Grassland landscape in Malheur, Oregon. Photo by Kirk Gooding.

Grassland habitats are found throughout much of North America. They vary widely in structure, characteristics, and diversity but are typically defined as land dominated by grasses and/or forbs. In Oregon and Washington, grassland habitats occur on both sides of the Cascade Mountains, from sea-level coastal bluffs to montane meadows.

Grasslands are one of the most imperiled habitats in the western United States. In Oregon, 50 to 90 percent of grasslands have been lost, depending on the ecoregion. In Washington’s Puget Lowlands, less than 10 percent of grasslands and savannas are thought to remain. The lowlands and valleys have seen the greatest losses of native grasslands due to urbanization, agriculture, invasive species introduction, and encroachment of shrubs and trees due to fire suppression.

One-third of North America’s grassland bird species are on the 2016 State of the Birds Watch List, a list of species most at risk of extinction without significant conservation actions to reverse declines and reduce threats. Species such as the Baird’s Sparrow that breed in the Great Plains of Canada and the U.S. and winter in the Chihuahuan grasslands of Mexico have declined by nearly 70% since 1970. North American grassland species that nest outside of the Great Plains have declined by 33% in the same time period.

Burrowing Owls are found in grassland habitats typically east of the Cascades in Oregon and Washington. They can be fairly easy to spot since they hunt on the ground during the day. Burrowing Owl populations have declined by 35% across North America since the 1970s, largely due to habitat loss, reduction of prey, and reduced availability of nesting burrows; Burrowing Owls do not dig their own burrows but depend on burrows created by other species such as badgers.  Photo by Jim Livaudais.

Excerpted records:
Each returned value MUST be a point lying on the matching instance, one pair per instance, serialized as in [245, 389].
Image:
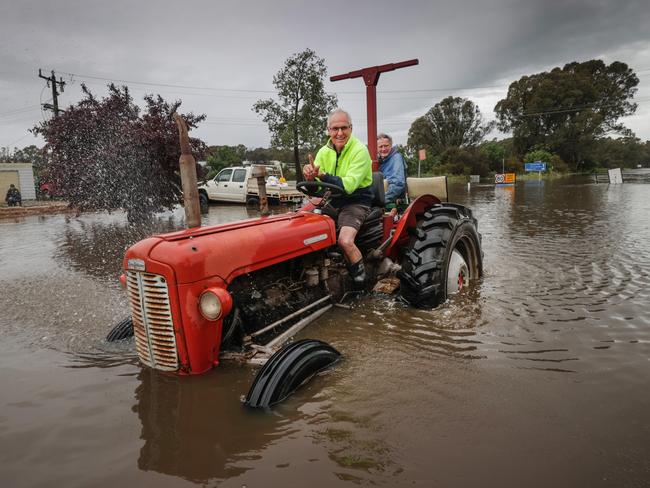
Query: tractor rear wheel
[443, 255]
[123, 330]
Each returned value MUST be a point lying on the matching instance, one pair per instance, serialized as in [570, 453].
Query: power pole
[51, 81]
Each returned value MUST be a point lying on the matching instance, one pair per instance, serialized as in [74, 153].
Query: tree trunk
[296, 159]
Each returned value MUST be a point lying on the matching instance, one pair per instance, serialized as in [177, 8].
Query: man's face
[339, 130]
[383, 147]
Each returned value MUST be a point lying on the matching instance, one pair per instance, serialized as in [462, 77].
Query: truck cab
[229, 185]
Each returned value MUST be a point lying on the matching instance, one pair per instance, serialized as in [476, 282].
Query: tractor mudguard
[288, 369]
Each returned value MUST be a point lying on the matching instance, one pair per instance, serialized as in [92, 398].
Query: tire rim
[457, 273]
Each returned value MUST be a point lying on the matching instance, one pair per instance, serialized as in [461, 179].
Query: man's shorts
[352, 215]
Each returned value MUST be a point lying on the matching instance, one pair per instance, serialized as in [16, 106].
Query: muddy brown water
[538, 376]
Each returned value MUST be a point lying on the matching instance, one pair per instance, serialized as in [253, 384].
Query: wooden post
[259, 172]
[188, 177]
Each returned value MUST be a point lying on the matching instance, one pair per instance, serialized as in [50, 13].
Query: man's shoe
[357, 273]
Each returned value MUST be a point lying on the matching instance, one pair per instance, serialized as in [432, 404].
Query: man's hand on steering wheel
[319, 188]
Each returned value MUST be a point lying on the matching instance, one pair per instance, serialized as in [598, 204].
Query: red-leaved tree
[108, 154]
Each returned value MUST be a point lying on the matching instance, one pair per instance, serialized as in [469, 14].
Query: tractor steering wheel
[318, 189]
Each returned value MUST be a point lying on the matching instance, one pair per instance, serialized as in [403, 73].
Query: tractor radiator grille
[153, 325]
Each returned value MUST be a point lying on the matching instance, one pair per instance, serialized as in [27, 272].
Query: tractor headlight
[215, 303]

==

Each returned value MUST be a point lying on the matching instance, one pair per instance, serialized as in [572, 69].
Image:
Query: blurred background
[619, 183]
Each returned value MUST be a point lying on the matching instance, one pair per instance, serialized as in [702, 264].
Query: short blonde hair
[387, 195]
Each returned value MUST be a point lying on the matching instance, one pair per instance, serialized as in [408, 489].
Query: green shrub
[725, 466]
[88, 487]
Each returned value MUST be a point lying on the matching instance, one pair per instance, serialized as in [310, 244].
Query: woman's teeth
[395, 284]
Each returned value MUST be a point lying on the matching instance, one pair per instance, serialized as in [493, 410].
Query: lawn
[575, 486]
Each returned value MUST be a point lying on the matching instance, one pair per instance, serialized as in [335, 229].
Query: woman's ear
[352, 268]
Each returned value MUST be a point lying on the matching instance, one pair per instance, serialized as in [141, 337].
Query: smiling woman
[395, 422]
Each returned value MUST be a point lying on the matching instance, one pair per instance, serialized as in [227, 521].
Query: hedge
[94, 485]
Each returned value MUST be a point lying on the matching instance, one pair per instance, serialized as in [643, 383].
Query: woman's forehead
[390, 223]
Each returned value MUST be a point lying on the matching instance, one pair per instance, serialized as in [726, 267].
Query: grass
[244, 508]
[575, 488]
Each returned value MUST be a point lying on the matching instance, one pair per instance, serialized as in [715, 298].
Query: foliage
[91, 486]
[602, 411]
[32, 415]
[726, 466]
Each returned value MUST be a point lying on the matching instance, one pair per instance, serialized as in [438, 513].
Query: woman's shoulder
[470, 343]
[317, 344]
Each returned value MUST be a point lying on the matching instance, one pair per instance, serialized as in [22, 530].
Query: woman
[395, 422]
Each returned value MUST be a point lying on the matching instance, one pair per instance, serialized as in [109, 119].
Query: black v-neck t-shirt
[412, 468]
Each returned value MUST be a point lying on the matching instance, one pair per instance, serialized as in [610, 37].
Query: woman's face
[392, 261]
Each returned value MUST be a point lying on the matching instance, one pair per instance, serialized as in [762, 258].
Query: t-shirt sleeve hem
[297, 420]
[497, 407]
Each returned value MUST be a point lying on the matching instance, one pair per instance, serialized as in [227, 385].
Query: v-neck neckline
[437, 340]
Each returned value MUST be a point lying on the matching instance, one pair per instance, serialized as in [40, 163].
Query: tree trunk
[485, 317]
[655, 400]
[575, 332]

What to do:
Could you copy out the whole grassland habitats text above, word for word?

Output for this task:
Grassland landscape in Malheur, Oregon. Photo by Kirk Gooding.

Grassland habitats are found throughout much of North America. They vary widely in structure, characteristics, and diversity but are typically defined as land dominated by grasses and/or forbs. In Oregon and Washington, grassland habitats occur on both sides of the Cascade Mountains, from sea-level coastal bluffs to montane meadows.

Grasslands are one of the most imperiled habitats in the western United States. In Oregon, 50 to 90 percent of grasslands have been lost, depending on the ecoregion. In Washington’s Puget Lowlands, less than 10 percent of grasslands and savannas are thought to remain. The lowlands and valleys have seen the greatest losses of native grasslands due to urbanization, agriculture, invasive species introduction, and encroachment of shrubs and trees due to fire suppression.

One-third of North America’s grassland bird species are on the 2016 State of the Birds Watch List, a list of species most at risk of extinction without significant conservation actions to reverse declines and reduce threats. Species such as the Baird’s Sparrow that breed in the Great Plains of Canada and the U.S. and winter in the Chihuahuan grasslands of Mexico have declined by nearly 70% since 1970. North American grassland species that nest outside of the Great Plains have declined by 33% in the same time period.

Burrowing Owls are found in grassland habitats typically east of the Cascades in Oregon and Washington. They can be fairly easy to spot since they hunt on the ground during the day. Burrowing Owl populations have declined by 35% across North America since the 1970s, largely due to habitat loss, reduction of prey, and reduced availability of nesting burrows; Burrowing Owls do not dig their own burrows but depend on burrows created by other species such as badgers.  Photo by Jim Livaudais.